DATASET CONTENT:
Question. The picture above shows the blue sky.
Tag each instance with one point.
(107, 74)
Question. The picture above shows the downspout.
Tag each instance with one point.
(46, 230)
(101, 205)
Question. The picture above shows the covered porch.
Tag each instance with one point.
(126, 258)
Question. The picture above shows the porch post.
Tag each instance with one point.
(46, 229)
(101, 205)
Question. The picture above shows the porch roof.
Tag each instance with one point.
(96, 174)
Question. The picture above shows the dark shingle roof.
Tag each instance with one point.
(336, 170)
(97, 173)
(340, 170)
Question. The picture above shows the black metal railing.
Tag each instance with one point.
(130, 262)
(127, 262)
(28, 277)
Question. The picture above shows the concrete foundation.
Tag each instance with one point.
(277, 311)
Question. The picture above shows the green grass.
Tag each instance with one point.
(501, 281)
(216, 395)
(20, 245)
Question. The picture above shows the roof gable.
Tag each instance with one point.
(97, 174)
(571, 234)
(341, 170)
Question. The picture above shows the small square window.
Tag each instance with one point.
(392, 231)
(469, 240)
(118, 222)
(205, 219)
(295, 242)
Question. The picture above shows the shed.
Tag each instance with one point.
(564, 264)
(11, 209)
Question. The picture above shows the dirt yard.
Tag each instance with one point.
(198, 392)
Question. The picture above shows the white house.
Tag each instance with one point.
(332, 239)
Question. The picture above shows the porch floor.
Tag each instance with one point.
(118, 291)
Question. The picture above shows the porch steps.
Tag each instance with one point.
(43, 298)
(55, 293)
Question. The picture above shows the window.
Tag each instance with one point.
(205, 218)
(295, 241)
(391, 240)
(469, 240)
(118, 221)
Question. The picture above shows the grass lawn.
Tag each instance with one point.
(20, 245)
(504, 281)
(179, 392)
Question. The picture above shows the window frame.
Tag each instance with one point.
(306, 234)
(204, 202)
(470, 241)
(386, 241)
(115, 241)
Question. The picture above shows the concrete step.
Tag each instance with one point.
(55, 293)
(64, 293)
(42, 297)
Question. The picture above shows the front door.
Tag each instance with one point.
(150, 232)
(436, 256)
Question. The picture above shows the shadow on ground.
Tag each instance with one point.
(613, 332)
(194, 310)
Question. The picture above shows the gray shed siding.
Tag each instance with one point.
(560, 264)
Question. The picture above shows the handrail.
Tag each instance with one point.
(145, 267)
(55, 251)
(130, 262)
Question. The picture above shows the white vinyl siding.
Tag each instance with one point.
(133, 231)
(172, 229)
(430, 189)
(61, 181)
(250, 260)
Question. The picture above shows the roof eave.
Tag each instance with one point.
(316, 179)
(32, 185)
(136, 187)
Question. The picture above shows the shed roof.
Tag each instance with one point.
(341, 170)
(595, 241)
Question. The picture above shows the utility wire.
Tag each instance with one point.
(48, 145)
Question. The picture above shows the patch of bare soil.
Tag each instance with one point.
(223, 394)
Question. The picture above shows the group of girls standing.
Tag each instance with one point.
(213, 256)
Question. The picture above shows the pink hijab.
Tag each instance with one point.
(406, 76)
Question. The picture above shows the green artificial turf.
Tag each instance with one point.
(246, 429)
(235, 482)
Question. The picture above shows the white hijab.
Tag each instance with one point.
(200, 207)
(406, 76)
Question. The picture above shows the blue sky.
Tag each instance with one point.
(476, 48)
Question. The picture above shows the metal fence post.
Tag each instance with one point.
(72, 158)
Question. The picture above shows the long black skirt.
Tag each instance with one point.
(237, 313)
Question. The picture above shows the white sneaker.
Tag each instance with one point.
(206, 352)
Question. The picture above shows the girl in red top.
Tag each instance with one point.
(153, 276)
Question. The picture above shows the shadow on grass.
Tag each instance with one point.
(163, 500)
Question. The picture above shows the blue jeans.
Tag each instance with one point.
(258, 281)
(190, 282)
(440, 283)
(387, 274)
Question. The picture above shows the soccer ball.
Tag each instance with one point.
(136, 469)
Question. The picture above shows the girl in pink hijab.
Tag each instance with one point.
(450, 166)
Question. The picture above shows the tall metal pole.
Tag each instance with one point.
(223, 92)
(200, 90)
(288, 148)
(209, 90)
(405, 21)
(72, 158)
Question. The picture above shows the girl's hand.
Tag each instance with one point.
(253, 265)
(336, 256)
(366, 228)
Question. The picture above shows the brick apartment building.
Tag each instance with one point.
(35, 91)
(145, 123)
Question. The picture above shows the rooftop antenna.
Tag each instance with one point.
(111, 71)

TASK TO COMPLETE:
Starting at the line that contains "Question. The picture above shows the tall" and ending at the last line of the data, rewrite only those lines, requests included. Multiply each point coordinate in the answers by 2.4 and round to whole numbers, with halves rounded up.

RESULT:
Question. The picture above shows the tall metal pole.
Tag each instance with one point.
(535, 221)
(480, 216)
(691, 355)
(502, 216)
(972, 50)
(173, 379)
Question. The picture above shows the girl's hand.
Tag each instance with one point.
(607, 636)
(806, 614)
(878, 547)
Question. The picture above shows the brick apartment building.
Tag each instance with one point.
(84, 218)
(348, 295)
Question. The picture above shows the rooftop antenna.
Tag each instance with one point.
(266, 170)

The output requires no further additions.